_Yazılı görev:_ Aşağıdaki kaynak metne göre anlatıcı, hastaneye yakın bir yerde aracını neden durdurmak zorunda kalmıştır?

_Kaynak metin:_
++++++++

Ben yaralıları bir an önce hastaneye götürme telaşı içindeydim. Araçta iki yaralı vardı Benim de yüzümün çeşitli yerlerinde yaralar vardı. Anayol girişinde iki polis yolumu kesti. Önce kimliğimi istediler. Ben kimliğimi boş ver yaralılar var ambulans çağırın dedim.
Onlar bana yaralılardan haberimiz var dediler ve kimliğimi aldılar. Kendilerini takip etmemi istediler. Tüm bunları yaparken bize silahlarını doğrultmuşlardı. Silah uzun namluluydu. Askerlerde gördüğüm silahlara benzer bir silahtı. Ayrıca araçlarıyla önüme geçtiler ve takip etmemi istediler. Bir an arkamı döndüm Sabri nasılsın dedim, Sabri; ‘’hızlı sür durumum iyi değil’’ dedi. O esnada önümdeki, silahlı olan kişilerin kullandığı sivil aracı geçtim. Geçerken müdahalede bulunmadılar. Hastaneye yakın bir yerde lastiğimin patlak olmasından dolayı durdum. Arkamdan gelen polislere tekrar ambulans çağırmalarını istedim. Onlar hastaneye doğru gidiyorlardı. Oradan kayboldular kullandıkları araç siyah bir araçtı. Ben bu şahsıları görsem tanırım. Kirli sakallı sivil polislerdi. Yaralılar hastaneye gönderildikten sonra ben aracın önünde kaldım. Kendimi iyi hissettiğimden dolayı hastaneye gitmedim. Daha sonra çekici geldi aracımı aldı götürdü. İlçeden gelen polis ekipleri beni doğrudan ilçe emniyet müdürlüğüne götürdüler ve sorgu odasına aldılar. Sorgu odasında yolda alınan kimliğimin masa üstünde olduğunu gördüm.
Gittiğimiz yer Qero Suyu herkesçe bilinen piknik alanıdır. Ziyaret ve gezi amaçlı da gidilir.

++++++++

_Veri satırları:_
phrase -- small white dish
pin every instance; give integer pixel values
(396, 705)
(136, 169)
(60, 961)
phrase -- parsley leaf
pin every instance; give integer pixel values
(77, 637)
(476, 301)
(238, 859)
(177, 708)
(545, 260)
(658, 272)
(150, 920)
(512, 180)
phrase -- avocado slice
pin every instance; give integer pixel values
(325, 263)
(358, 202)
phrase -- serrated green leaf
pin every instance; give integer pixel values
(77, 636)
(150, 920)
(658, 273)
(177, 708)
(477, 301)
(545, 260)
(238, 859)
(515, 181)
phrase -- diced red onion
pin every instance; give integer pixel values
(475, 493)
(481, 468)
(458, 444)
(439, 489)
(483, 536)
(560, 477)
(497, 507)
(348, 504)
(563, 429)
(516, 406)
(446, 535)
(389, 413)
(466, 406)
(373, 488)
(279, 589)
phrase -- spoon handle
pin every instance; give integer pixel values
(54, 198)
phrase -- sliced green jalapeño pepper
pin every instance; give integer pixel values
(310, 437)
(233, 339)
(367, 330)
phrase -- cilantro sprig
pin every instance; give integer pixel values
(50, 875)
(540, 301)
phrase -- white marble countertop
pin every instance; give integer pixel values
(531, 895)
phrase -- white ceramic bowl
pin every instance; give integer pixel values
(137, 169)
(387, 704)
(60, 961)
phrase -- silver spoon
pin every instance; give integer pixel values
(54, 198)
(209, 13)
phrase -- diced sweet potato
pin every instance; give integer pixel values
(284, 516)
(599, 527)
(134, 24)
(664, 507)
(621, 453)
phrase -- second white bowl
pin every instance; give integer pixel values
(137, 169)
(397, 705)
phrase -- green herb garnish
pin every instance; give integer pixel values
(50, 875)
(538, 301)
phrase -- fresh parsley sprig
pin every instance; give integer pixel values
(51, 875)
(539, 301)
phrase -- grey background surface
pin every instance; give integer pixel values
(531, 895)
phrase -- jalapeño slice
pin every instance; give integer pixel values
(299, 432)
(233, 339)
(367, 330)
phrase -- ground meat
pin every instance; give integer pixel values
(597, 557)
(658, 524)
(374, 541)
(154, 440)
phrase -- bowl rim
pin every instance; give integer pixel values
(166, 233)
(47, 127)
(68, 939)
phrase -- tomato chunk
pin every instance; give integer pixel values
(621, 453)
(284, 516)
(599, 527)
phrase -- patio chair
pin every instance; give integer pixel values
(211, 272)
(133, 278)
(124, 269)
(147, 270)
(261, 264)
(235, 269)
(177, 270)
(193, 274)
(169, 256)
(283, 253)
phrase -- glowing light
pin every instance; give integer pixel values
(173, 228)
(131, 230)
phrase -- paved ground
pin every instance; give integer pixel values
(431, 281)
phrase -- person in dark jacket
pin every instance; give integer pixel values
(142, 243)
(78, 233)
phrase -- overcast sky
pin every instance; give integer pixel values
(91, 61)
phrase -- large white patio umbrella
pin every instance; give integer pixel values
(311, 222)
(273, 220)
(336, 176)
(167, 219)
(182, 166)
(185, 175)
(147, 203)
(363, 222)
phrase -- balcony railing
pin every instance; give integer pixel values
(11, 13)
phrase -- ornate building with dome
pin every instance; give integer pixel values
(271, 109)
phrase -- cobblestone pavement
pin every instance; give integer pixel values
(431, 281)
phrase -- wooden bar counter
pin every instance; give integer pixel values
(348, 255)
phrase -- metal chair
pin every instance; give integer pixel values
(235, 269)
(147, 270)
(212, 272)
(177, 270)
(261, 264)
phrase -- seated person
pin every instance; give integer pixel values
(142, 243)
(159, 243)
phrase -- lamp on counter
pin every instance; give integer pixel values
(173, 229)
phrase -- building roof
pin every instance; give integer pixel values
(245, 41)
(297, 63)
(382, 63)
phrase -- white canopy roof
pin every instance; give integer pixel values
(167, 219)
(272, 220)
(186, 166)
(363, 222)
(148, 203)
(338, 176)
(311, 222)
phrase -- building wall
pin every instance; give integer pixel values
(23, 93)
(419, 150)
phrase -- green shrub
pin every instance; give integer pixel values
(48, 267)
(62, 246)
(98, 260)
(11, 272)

++++++++

_Alıştırma çıktısı:_ Aracının lastiği patladığı için durmuştur.